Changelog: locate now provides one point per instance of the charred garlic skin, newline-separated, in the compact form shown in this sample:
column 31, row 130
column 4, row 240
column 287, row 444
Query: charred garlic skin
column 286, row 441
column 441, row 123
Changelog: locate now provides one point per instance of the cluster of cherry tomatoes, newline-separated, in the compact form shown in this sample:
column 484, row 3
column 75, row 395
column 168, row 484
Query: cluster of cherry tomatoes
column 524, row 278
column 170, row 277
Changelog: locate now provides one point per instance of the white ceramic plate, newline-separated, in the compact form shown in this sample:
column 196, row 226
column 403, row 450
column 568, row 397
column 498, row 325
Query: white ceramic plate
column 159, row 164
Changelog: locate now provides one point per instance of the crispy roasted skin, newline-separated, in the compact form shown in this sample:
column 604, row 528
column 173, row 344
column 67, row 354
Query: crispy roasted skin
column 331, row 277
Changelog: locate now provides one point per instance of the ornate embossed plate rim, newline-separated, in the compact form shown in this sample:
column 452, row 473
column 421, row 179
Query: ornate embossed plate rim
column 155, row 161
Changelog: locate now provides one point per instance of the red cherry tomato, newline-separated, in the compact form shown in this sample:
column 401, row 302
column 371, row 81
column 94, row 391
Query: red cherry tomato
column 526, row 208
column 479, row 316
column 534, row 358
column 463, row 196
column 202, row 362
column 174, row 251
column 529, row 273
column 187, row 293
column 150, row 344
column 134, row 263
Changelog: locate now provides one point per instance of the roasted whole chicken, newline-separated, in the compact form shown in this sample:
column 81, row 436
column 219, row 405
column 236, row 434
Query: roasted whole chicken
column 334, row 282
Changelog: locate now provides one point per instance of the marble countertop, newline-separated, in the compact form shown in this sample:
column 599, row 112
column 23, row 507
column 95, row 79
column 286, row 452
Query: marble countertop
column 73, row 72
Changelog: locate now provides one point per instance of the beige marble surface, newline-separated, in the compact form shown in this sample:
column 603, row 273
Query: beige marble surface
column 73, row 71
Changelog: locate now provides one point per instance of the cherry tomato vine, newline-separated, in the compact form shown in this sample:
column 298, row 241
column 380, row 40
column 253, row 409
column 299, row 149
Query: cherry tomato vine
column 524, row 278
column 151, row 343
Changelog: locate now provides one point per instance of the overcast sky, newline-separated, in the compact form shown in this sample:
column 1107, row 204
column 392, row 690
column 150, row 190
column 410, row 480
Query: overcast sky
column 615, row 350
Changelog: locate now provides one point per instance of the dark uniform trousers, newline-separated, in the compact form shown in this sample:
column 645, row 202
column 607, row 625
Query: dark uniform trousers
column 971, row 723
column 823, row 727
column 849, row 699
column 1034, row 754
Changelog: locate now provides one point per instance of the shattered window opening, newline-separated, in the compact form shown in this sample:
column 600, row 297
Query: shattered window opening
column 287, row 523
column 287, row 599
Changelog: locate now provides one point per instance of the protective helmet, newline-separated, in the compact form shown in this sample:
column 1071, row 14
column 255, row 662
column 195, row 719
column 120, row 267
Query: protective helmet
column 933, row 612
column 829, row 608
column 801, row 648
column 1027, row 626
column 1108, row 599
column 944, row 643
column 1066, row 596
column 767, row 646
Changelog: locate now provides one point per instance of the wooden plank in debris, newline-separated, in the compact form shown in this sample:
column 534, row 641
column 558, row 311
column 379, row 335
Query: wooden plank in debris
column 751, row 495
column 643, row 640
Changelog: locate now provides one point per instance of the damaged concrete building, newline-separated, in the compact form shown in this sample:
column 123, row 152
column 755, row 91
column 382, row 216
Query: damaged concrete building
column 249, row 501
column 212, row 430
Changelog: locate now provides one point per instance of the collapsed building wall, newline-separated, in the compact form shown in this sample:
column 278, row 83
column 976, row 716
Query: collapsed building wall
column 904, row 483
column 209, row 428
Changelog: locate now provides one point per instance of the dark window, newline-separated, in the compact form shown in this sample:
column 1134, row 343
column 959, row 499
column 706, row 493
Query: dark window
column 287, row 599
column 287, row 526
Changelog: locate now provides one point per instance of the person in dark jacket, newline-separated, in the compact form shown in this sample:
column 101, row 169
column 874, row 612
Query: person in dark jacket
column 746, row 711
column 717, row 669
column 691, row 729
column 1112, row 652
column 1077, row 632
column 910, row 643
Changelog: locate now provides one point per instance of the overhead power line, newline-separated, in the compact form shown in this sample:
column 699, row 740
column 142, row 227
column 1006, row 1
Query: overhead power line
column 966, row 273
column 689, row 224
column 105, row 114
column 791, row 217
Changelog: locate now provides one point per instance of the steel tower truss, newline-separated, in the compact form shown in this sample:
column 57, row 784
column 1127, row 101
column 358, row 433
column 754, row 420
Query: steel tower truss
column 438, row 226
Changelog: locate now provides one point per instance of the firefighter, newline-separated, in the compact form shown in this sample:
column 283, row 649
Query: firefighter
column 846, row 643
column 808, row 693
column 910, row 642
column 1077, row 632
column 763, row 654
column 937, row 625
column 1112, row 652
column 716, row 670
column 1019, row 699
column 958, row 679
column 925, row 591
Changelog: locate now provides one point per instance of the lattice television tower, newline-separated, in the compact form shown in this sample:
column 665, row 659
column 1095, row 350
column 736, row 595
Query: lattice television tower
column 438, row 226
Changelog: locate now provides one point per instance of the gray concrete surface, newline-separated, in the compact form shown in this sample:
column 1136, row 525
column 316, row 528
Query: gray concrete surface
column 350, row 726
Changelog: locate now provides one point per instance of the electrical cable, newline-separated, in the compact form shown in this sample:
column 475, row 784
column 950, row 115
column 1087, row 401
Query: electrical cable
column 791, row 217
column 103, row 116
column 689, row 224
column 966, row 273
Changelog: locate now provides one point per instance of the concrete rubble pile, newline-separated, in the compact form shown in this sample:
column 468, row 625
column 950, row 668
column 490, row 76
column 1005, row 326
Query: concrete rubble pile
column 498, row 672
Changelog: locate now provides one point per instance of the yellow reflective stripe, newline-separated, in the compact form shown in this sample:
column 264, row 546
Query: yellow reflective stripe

━━━━━━━━━━

◆ Short exercise ◆
Please render every line of the items above as a numbered list, leaving out any blank lines.

◆ Exercise output ◆
1. Changelog: locate now provides one point per instance of the charred garlic skin, newline-separated, in the compact form shown in this sample:
2. column 31, row 130
3. column 4, row 240
4. column 287, row 444
5. Query: charred garlic skin
6. column 286, row 441
7. column 441, row 123
8. Changelog: locate now provides one point per instance of the cluster of cherry tomatoes, newline-separated, in the compact form shown in this sample:
9. column 484, row 3
10. column 75, row 395
11. column 168, row 484
12. Query: cluster of cherry tomatoes
13. column 524, row 278
14. column 170, row 277
15. Changelog: locate now provides one point per instance of the white ceramic plate, newline-separated, in the compact form shown in this sample:
16. column 196, row 226
17. column 403, row 450
18. column 568, row 397
19. column 498, row 325
20. Query: white ceramic plate
21. column 159, row 164
22. Changelog: locate now provides one point per instance of the crispy roasted skin, newline-separated, in the compact form shown in this sample:
23. column 604, row 528
24. column 173, row 344
25. column 67, row 354
26. Query: crispy roasted skin
27. column 331, row 277
28. Changelog: locate now provides one point per instance of the ornate embossed plate rim, newline-separated, in the compact form shown in this sample:
29. column 452, row 473
30. column 421, row 179
31. Query: ornate embossed plate rim
32. column 155, row 161
33. Changelog: locate now provides one point per instance of the red cherry tomato, newline-separated, in the compact form shown in this sample:
34. column 401, row 302
35. column 371, row 81
36. column 94, row 391
37. Query: red cherry tomato
38. column 526, row 208
39. column 479, row 316
40. column 534, row 358
41. column 463, row 196
42. column 202, row 362
43. column 174, row 251
44. column 529, row 273
45. column 187, row 293
46. column 150, row 344
47. column 134, row 263
48. Changelog: locate now provides one point per instance of the roasted whole chicken, newline-separated, in the compact form shown in this sample:
49. column 81, row 436
50. column 219, row 405
51. column 236, row 434
52. Query: roasted whole chicken
53. column 334, row 282
54. Changelog: locate now provides one point per instance of the marble countertop, newline-separated, in the compact form shown in this sample:
55. column 599, row 112
56. column 23, row 507
57. column 95, row 79
58. column 286, row 452
59. Query: marble countertop
60. column 73, row 72
61. Changelog: locate now provides one point per instance of the beige marble surface, newline-separated, in the compact form shown in this sample:
62. column 603, row 273
63. Query: beige marble surface
64. column 73, row 71
65. Changelog: locate now provides one point per instance of the cherry tomato vine, newline-separated, in the compact form shown in this sample:
66. column 298, row 241
67. column 380, row 40
68. column 253, row 409
69. column 299, row 149
70. Query: cherry tomato vine
71. column 524, row 278
72. column 151, row 343
73. Changelog: locate now provides one point per instance of the overcast sky, newline-separated, in the compact form shown in this sample:
74. column 1107, row 204
75. column 392, row 690
76. column 150, row 190
77. column 410, row 480
78. Query: overcast sky
79. column 615, row 350
80. Changelog: locate now provides one point per instance of the dark uniform trousers, newline-separated, in the compact form shown in this sample:
81. column 645, row 202
82. column 607, row 625
83. Query: dark uniform trousers
84. column 971, row 723
85. column 823, row 727
86. column 849, row 699
87. column 1034, row 754
88. Changelog: locate now provides one point per instance of the shattered window opening, newline-separated, in the compact form shown in this sample:
89. column 600, row 297
90. Query: shattered window opening
91. column 287, row 523
92. column 287, row 599
93. Changelog: locate now provides one point per instance of the protective helmet, newline-separated, in the compact form shown in this sample:
94. column 1071, row 14
95. column 255, row 662
96. column 195, row 719
97. column 120, row 267
98. Query: protective helmet
99. column 933, row 612
100. column 829, row 608
101. column 801, row 648
102. column 1027, row 626
103. column 1108, row 599
104. column 944, row 643
105. column 1066, row 596
106. column 767, row 646
107. Changelog: locate now provides one point per instance of the wooden plank in debris, newline-separated, in the compact form shown in this sample:
108. column 534, row 641
109. column 558, row 311
110. column 379, row 335
111. Query: wooden plank in debris
112. column 751, row 495
113. column 643, row 640
114. Changelog: locate now provides one point per instance of the damaged concrete building, newline-separated, in the compact form shown in this sample:
115. column 123, row 152
116. column 755, row 91
117. column 382, row 216
118. Query: damaged concrete building
119. column 249, row 501
120. column 212, row 430
121. Changelog: locate now provides one point per instance of the collapsed building wall, newline-separated, in the compact form shown in this sample:
122. column 278, row 83
123. column 976, row 716
124. Query: collapsed building wall
125. column 904, row 483
126. column 209, row 428
127. Changelog: locate now provides one point per instance of the dark window, newline-separated, in the compact form shown in this sample:
128. column 1134, row 343
129. column 959, row 499
130. column 706, row 493
131. Query: dark window
132. column 287, row 599
133. column 287, row 526
134. Changelog: locate now provides one point per instance of the person in dark jacket, newline-separated, in the compact form shown in this sample:
135. column 101, row 169
136. column 874, row 612
137. Query: person in dark jacket
138. column 746, row 711
139. column 717, row 669
140. column 691, row 729
141. column 1112, row 652
142. column 1077, row 632
143. column 910, row 643
144. Changelog: locate now provides one point per instance of the overhead power line, newline-separated, in the compact form shown in this sample:
145. column 699, row 740
146. column 142, row 227
147. column 1006, row 1
148. Query: overhead power line
149. column 966, row 273
150. column 689, row 224
151. column 105, row 114
152. column 791, row 217
153. Changelog: locate now provides one point per instance of the steel tower truss, newline-separated, in the compact form shown in this sample:
154. column 57, row 784
155. column 1127, row 101
156. column 358, row 433
157. column 754, row 420
158. Query: steel tower truss
159. column 438, row 226
160. Changelog: locate now provides one point per instance of the firefighter, newline-separated, in the compact form shown in this sample:
161. column 283, row 649
162. Query: firefighter
163. column 846, row 643
164. column 808, row 693
165. column 910, row 642
166. column 1077, row 632
167. column 763, row 654
168. column 937, row 625
169. column 1112, row 652
170. column 716, row 670
171. column 1019, row 699
172. column 958, row 679
173. column 925, row 591
174. Changelog: locate now provides one point per instance of the lattice television tower, newline-separated, in the compact form shown in this sample:
175. column 665, row 659
176. column 1095, row 350
177. column 736, row 595
178. Query: lattice television tower
179. column 438, row 226
180. Changelog: locate now provides one point per instance of the gray concrete surface, newline-separated, in the compact form shown in this sample:
181. column 1136, row 525
182. column 316, row 528
183. Query: gray concrete surface
184. column 350, row 726
185. Changelog: locate now provides one point per instance of the electrical cable, newline-separated, in the compact form shown in this sample:
186. column 475, row 784
187. column 950, row 115
188. column 1087, row 401
189. Query: electrical cable
190. column 791, row 217
191. column 103, row 116
192. column 689, row 224
193. column 966, row 273
194. Changelog: locate now provides one point per instance of the concrete rubble pile, newline-separated, in the compact form shown in this sample:
195. column 468, row 625
196. column 950, row 668
197. column 490, row 76
198. column 1005, row 326
199. Query: concrete rubble pile
200. column 498, row 672
201. Changelog: locate now provides one point per instance of the yellow reflective stripe, newline-separated, in the compact form shown in this sample:
202. column 264, row 546
203. Query: yellow reflective stripe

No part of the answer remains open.